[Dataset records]
--

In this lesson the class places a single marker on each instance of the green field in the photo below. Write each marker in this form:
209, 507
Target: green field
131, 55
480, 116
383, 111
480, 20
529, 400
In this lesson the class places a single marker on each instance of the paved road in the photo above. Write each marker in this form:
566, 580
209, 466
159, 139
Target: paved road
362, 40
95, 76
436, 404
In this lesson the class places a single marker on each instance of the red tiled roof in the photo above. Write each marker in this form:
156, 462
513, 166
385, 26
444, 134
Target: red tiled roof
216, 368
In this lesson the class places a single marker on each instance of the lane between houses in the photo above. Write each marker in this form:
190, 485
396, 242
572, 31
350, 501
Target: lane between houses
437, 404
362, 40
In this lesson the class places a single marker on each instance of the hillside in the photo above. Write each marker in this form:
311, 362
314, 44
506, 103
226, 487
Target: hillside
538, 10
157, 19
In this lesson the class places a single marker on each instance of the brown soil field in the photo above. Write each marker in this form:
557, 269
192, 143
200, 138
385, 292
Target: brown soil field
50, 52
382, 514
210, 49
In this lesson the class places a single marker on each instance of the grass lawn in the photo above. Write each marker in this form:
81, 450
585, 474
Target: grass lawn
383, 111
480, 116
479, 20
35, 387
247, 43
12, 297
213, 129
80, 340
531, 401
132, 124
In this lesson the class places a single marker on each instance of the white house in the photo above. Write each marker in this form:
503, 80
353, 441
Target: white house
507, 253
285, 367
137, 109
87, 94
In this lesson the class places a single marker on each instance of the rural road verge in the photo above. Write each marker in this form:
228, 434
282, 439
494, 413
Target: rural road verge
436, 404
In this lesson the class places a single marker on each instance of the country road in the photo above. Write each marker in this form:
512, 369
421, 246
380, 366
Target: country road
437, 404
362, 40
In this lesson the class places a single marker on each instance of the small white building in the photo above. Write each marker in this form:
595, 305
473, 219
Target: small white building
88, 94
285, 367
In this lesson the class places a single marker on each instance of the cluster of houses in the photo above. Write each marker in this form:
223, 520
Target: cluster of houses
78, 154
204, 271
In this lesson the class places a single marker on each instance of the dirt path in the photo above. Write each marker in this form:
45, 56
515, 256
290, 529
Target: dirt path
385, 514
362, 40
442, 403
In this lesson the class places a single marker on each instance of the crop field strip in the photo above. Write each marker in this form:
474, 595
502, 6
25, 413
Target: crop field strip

--

## INSTRUCTIONS TO FOLLOW
Search the data above for "crop" and copy every line where it turns up.

## ANSWER
In this lesson the class places a single marker on each instance of the crop field strip in the photo above. Write each marker in this form:
Target: crop field strip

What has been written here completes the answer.